### Selected text

⁂

Stephen Kingdom, campaign manager at the Disabled Children’s Partnership of charities, said better treatment and diagnosis had resulted in a growing awareness among parents.
The problem was not with the legislation but a “lack of money” to go with it, he said, adding that central government had neglected to make the policy a priority.
“It’s not a vote winner and it feels like nobody understands what children’s social care — and particularly social care for disabled children — is,” he noted.
A government spokesperson said councils had received a 9.4 per cent cash terms funding increase this year but added: “We stand ready to talk to any council that is concerned about its financial position.”
The government was investing £259mn in creating more care placements, the spokesperson added, and had increased investment in children with “high needs” by 60 per cent since 2019.
In response to soaring costs, the Department for Education has allowed councils to overspend on their schools budgets because of demand for Send support, a policy recently extended until March 2026.
Lorna Baxter, president of the Association of Local Authorities’ Treasurer Societies and chief financial officer at Oxfordshire County Council, told the select committee that by then the overspend would hit £3.6bn.

⁂

[Saved entries]
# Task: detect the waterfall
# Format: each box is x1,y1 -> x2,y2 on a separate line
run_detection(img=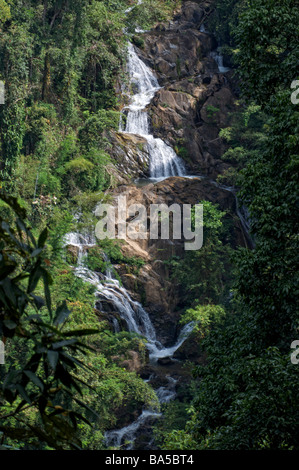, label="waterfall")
64,232 -> 193,450
210,49 -> 230,73
64,232 -> 193,363
119,43 -> 186,179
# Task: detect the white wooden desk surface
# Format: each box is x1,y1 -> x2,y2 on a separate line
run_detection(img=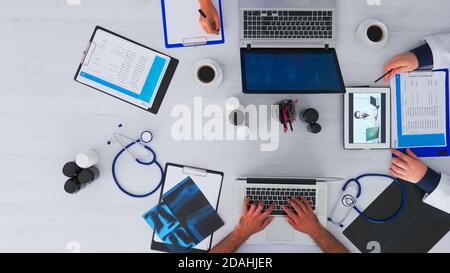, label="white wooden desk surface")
0,0 -> 450,252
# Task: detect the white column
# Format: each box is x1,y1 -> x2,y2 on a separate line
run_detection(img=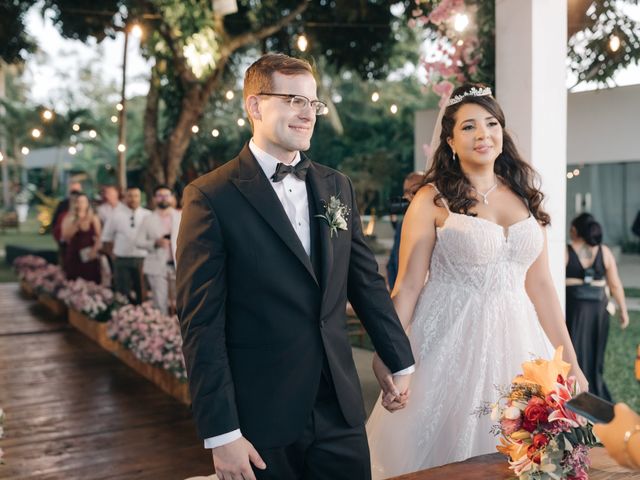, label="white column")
496,0 -> 567,306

⁂

### About this exercise
Can you repeat the passage on social care funding from "A government spokesperson" to "until March 2026.", inclusive? These lines were taken from a different source.

### Response to this task
A government spokesperson said councils had received a 9.4 per cent cash terms funding increase this year but added: “We stand ready to talk to any council that is concerned about its financial position.”
The government was investing £259mn in creating more care placements, the spokesperson added, and had increased investment in children with “high needs” by 60 per cent since 2019.
In response to soaring costs, the Department for Education has allowed councils to overspend on their schools budgets because of demand for Send support, a policy recently extended until March 2026.